▸ **WORK ORDER**
Up to and including the line that contains "For every instance of the flag", repeat the entries below exactly from the first line on. Do not carry over any pictures.

▸ **SUPPLIED RECORDS**
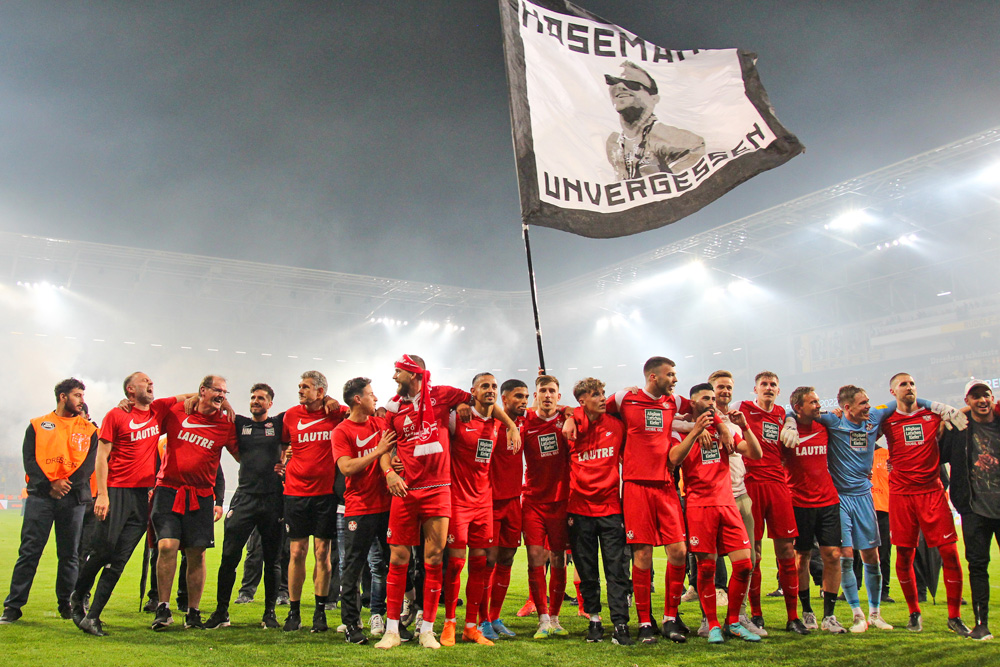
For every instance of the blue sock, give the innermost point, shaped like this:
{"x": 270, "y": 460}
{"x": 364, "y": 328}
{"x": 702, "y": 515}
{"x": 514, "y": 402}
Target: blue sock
{"x": 873, "y": 584}
{"x": 849, "y": 582}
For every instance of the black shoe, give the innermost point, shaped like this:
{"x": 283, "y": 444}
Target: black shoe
{"x": 319, "y": 621}
{"x": 92, "y": 626}
{"x": 595, "y": 632}
{"x": 354, "y": 635}
{"x": 796, "y": 625}
{"x": 293, "y": 621}
{"x": 647, "y": 634}
{"x": 959, "y": 628}
{"x": 621, "y": 635}
{"x": 218, "y": 619}
{"x": 192, "y": 619}
{"x": 163, "y": 617}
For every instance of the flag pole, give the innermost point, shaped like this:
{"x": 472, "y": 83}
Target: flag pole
{"x": 534, "y": 296}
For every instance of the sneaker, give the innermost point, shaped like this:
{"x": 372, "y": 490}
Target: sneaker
{"x": 832, "y": 625}
{"x": 502, "y": 629}
{"x": 163, "y": 617}
{"x": 737, "y": 630}
{"x": 389, "y": 640}
{"x": 958, "y": 627}
{"x": 647, "y": 634}
{"x": 293, "y": 621}
{"x": 448, "y": 634}
{"x": 875, "y": 619}
{"x": 218, "y": 619}
{"x": 192, "y": 619}
{"x": 621, "y": 636}
{"x": 797, "y": 626}
{"x": 354, "y": 635}
{"x": 475, "y": 635}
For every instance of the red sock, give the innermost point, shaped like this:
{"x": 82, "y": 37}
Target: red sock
{"x": 675, "y": 587}
{"x": 498, "y": 592}
{"x": 952, "y": 578}
{"x": 706, "y": 590}
{"x": 754, "y": 594}
{"x": 452, "y": 584}
{"x": 788, "y": 577}
{"x": 536, "y": 586}
{"x": 395, "y": 586}
{"x": 738, "y": 582}
{"x": 642, "y": 586}
{"x": 557, "y": 588}
{"x": 906, "y": 577}
{"x": 432, "y": 591}
{"x": 474, "y": 588}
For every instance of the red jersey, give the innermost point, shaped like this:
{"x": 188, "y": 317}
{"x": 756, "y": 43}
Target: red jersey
{"x": 766, "y": 425}
{"x": 506, "y": 467}
{"x": 133, "y": 436}
{"x": 472, "y": 447}
{"x": 311, "y": 471}
{"x": 365, "y": 492}
{"x": 194, "y": 447}
{"x": 808, "y": 477}
{"x": 594, "y": 458}
{"x": 648, "y": 422}
{"x": 546, "y": 478}
{"x": 913, "y": 451}
{"x": 705, "y": 472}
{"x": 424, "y": 448}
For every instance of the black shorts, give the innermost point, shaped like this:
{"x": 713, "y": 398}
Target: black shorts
{"x": 194, "y": 528}
{"x": 311, "y": 515}
{"x": 821, "y": 524}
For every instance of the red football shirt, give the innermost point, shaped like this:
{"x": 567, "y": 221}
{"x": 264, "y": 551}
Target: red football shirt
{"x": 133, "y": 436}
{"x": 808, "y": 477}
{"x": 705, "y": 472}
{"x": 766, "y": 425}
{"x": 472, "y": 446}
{"x": 311, "y": 471}
{"x": 594, "y": 457}
{"x": 364, "y": 492}
{"x": 913, "y": 451}
{"x": 424, "y": 448}
{"x": 546, "y": 477}
{"x": 194, "y": 447}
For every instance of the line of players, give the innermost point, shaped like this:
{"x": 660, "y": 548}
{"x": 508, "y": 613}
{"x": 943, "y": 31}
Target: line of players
{"x": 423, "y": 475}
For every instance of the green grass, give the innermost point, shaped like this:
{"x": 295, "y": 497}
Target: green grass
{"x": 42, "y": 638}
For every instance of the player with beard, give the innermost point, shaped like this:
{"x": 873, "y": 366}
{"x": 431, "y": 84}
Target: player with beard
{"x": 184, "y": 498}
{"x": 419, "y": 415}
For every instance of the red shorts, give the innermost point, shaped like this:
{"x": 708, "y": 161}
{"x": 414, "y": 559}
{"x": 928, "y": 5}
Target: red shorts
{"x": 716, "y": 529}
{"x": 507, "y": 523}
{"x": 927, "y": 512}
{"x": 408, "y": 514}
{"x": 652, "y": 513}
{"x": 545, "y": 525}
{"x": 772, "y": 502}
{"x": 470, "y": 527}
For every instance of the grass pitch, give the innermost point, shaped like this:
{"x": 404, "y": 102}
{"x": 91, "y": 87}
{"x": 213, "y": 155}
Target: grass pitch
{"x": 42, "y": 638}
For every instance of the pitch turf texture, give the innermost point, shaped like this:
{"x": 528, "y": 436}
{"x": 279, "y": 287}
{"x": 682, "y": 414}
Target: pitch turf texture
{"x": 42, "y": 638}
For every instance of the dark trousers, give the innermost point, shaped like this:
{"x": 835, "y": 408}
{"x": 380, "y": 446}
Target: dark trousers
{"x": 111, "y": 544}
{"x": 39, "y": 515}
{"x": 586, "y": 533}
{"x": 979, "y": 532}
{"x": 247, "y": 512}
{"x": 360, "y": 534}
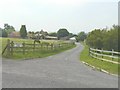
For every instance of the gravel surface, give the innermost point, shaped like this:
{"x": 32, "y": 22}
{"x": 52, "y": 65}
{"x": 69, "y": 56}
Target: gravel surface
{"x": 63, "y": 70}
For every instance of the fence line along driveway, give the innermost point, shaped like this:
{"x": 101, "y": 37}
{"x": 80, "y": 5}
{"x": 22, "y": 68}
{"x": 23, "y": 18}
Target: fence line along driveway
{"x": 63, "y": 70}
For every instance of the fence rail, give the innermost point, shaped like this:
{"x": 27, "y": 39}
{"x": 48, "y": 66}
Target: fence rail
{"x": 109, "y": 56}
{"x": 13, "y": 47}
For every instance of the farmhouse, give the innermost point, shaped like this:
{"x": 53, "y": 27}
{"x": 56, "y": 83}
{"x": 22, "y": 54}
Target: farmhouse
{"x": 14, "y": 35}
{"x": 73, "y": 39}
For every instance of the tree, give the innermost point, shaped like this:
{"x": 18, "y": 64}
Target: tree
{"x": 95, "y": 38}
{"x": 62, "y": 33}
{"x": 81, "y": 36}
{"x": 23, "y": 31}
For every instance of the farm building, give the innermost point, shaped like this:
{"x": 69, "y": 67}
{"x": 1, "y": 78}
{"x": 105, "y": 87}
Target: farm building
{"x": 14, "y": 35}
{"x": 73, "y": 39}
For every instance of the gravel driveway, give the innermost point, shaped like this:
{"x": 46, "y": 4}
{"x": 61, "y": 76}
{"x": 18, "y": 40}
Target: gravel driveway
{"x": 63, "y": 70}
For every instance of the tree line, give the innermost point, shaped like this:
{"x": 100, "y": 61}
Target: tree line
{"x": 104, "y": 38}
{"x": 8, "y": 29}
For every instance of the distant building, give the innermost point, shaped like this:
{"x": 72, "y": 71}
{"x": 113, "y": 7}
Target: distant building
{"x": 73, "y": 39}
{"x": 51, "y": 38}
{"x": 14, "y": 34}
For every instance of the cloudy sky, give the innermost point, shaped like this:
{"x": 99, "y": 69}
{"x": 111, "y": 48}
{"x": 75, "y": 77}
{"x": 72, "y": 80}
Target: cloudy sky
{"x": 51, "y": 15}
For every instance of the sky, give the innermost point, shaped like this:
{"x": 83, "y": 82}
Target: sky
{"x": 51, "y": 15}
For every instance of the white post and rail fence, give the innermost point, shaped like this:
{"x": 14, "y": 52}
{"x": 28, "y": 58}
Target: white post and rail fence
{"x": 104, "y": 55}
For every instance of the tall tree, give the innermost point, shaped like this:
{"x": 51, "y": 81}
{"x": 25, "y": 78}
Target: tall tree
{"x": 23, "y": 31}
{"x": 81, "y": 36}
{"x": 62, "y": 33}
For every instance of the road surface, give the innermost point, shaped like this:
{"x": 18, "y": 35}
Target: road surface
{"x": 63, "y": 70}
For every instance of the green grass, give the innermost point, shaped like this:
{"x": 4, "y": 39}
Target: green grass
{"x": 110, "y": 67}
{"x": 40, "y": 53}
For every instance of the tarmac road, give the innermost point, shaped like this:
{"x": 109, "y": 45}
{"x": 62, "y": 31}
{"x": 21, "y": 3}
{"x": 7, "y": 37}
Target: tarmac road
{"x": 63, "y": 70}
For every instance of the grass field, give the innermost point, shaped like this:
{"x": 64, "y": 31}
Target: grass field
{"x": 110, "y": 67}
{"x": 36, "y": 54}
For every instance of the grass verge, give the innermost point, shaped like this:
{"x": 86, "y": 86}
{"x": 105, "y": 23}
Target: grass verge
{"x": 34, "y": 54}
{"x": 110, "y": 67}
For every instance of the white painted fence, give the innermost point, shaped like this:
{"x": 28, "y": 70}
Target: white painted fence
{"x": 100, "y": 54}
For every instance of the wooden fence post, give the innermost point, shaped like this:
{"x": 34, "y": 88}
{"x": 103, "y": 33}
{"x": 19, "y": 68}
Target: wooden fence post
{"x": 89, "y": 51}
{"x": 12, "y": 45}
{"x": 34, "y": 45}
{"x": 112, "y": 53}
{"x": 96, "y": 52}
{"x": 102, "y": 52}
{"x": 23, "y": 47}
{"x": 8, "y": 47}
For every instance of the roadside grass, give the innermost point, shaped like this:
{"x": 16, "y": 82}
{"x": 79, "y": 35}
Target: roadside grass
{"x": 110, "y": 67}
{"x": 40, "y": 53}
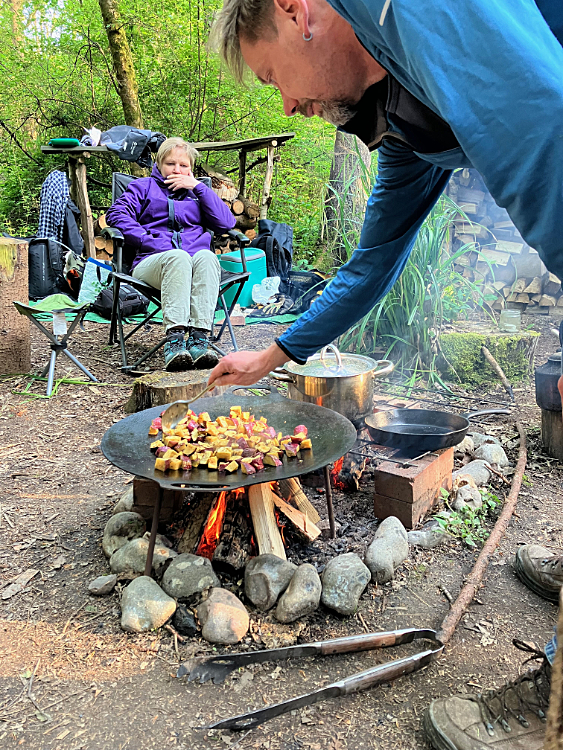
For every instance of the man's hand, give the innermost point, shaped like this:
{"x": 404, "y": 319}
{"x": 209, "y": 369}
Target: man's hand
{"x": 246, "y": 368}
{"x": 178, "y": 181}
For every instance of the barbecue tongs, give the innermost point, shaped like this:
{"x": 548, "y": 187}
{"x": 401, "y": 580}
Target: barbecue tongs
{"x": 218, "y": 667}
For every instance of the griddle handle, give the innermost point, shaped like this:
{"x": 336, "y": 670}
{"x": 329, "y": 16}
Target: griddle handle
{"x": 483, "y": 412}
{"x": 274, "y": 394}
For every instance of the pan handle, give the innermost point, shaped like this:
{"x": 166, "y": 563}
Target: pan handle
{"x": 387, "y": 368}
{"x": 281, "y": 375}
{"x": 470, "y": 414}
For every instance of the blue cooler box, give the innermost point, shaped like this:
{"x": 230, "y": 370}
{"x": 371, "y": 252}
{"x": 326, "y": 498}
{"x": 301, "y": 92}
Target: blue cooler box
{"x": 256, "y": 265}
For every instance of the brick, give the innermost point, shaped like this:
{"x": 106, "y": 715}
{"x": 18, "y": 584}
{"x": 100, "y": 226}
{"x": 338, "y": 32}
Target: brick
{"x": 145, "y": 494}
{"x": 409, "y": 485}
{"x": 408, "y": 513}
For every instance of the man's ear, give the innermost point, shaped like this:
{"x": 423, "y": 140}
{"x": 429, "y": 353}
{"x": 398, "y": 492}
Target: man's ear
{"x": 295, "y": 11}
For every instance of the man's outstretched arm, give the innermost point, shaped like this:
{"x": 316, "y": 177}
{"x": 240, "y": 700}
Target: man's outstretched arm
{"x": 405, "y": 191}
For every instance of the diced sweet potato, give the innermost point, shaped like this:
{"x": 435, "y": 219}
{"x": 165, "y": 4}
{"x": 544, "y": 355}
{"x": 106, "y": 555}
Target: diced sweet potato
{"x": 271, "y": 460}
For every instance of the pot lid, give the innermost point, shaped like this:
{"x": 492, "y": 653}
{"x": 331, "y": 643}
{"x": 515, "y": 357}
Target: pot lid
{"x": 333, "y": 365}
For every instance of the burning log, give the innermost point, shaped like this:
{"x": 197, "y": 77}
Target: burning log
{"x": 302, "y": 523}
{"x": 291, "y": 490}
{"x": 268, "y": 538}
{"x": 199, "y": 510}
{"x": 235, "y": 544}
{"x": 213, "y": 527}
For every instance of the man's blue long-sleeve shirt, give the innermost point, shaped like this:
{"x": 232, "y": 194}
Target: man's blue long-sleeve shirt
{"x": 494, "y": 72}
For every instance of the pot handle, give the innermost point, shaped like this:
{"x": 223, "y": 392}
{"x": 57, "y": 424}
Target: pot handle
{"x": 387, "y": 368}
{"x": 470, "y": 414}
{"x": 336, "y": 353}
{"x": 281, "y": 375}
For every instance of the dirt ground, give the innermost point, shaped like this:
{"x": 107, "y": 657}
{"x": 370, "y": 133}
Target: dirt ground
{"x": 71, "y": 679}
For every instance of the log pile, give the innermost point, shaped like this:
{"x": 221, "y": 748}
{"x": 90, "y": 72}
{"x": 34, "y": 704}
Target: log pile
{"x": 513, "y": 272}
{"x": 245, "y": 211}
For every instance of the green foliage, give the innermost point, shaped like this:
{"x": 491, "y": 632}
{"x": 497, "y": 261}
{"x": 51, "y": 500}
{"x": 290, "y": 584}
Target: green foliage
{"x": 57, "y": 77}
{"x": 406, "y": 324}
{"x": 468, "y": 524}
{"x": 465, "y": 361}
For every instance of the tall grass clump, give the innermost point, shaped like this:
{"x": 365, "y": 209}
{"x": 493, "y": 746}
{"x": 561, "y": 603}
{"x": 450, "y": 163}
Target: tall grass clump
{"x": 406, "y": 324}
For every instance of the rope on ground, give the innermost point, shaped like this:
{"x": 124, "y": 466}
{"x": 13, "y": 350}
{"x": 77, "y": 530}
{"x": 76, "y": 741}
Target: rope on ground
{"x": 473, "y": 582}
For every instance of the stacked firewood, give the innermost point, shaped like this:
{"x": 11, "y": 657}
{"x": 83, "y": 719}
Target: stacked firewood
{"x": 512, "y": 271}
{"x": 245, "y": 211}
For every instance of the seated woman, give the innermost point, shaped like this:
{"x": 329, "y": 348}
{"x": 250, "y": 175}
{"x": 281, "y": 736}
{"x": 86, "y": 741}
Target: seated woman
{"x": 164, "y": 217}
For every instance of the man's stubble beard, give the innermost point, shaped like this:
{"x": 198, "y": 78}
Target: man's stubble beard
{"x": 337, "y": 113}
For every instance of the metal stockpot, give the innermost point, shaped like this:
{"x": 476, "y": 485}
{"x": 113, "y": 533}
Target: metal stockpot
{"x": 341, "y": 382}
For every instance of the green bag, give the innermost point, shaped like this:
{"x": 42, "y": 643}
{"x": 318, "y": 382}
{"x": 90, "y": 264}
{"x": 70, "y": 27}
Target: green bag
{"x": 64, "y": 142}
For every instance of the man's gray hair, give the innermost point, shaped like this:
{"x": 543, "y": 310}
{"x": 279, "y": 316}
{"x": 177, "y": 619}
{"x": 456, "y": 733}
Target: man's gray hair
{"x": 249, "y": 19}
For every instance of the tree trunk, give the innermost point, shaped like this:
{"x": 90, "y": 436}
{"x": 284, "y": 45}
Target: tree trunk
{"x": 346, "y": 199}
{"x": 122, "y": 63}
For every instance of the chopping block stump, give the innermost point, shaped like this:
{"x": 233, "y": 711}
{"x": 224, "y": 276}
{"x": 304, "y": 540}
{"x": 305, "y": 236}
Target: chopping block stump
{"x": 410, "y": 493}
{"x": 159, "y": 388}
{"x": 15, "y": 344}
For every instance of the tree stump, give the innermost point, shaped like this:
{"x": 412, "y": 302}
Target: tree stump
{"x": 462, "y": 359}
{"x": 158, "y": 388}
{"x": 15, "y": 346}
{"x": 552, "y": 433}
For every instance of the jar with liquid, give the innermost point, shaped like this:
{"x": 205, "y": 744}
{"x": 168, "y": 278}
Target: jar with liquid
{"x": 509, "y": 321}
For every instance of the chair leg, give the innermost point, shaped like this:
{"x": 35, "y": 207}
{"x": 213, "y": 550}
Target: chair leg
{"x": 51, "y": 376}
{"x": 79, "y": 365}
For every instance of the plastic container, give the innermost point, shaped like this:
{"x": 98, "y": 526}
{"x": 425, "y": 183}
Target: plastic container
{"x": 510, "y": 321}
{"x": 261, "y": 293}
{"x": 256, "y": 265}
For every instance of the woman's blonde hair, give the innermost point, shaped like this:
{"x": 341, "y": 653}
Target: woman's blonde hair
{"x": 170, "y": 144}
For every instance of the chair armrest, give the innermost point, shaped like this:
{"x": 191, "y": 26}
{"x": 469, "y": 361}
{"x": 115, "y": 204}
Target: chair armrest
{"x": 111, "y": 233}
{"x": 243, "y": 240}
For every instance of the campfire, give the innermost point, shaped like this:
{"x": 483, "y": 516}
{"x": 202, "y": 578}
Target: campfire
{"x": 230, "y": 527}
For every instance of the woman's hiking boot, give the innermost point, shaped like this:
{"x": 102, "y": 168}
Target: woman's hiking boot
{"x": 176, "y": 355}
{"x": 540, "y": 570}
{"x": 203, "y": 356}
{"x": 510, "y": 718}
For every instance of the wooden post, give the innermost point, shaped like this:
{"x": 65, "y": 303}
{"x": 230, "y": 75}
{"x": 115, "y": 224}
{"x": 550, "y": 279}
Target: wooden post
{"x": 291, "y": 490}
{"x": 242, "y": 171}
{"x": 15, "y": 346}
{"x": 79, "y": 188}
{"x": 266, "y": 197}
{"x": 266, "y": 529}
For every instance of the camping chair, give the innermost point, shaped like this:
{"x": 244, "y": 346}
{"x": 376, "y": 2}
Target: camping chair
{"x": 228, "y": 280}
{"x": 57, "y": 305}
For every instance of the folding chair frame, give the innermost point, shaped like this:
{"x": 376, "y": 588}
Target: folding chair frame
{"x": 118, "y": 278}
{"x": 57, "y": 345}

▸ **ANSWER TO THE PROBLEM**
For every instance of the blue sock, give the innermost point, shaped like this:
{"x": 270, "y": 460}
{"x": 364, "y": 328}
{"x": 702, "y": 515}
{"x": 514, "y": 402}
Target: blue sock
{"x": 873, "y": 584}
{"x": 849, "y": 582}
For every instance of the black shoe, give the innermost point, shaped like this:
{"x": 283, "y": 444}
Target: black shoe
{"x": 319, "y": 621}
{"x": 92, "y": 626}
{"x": 595, "y": 632}
{"x": 354, "y": 635}
{"x": 796, "y": 625}
{"x": 293, "y": 621}
{"x": 647, "y": 634}
{"x": 959, "y": 628}
{"x": 621, "y": 635}
{"x": 218, "y": 619}
{"x": 192, "y": 619}
{"x": 163, "y": 617}
For every instance of the flag pole, give the innermost point, shaped like this:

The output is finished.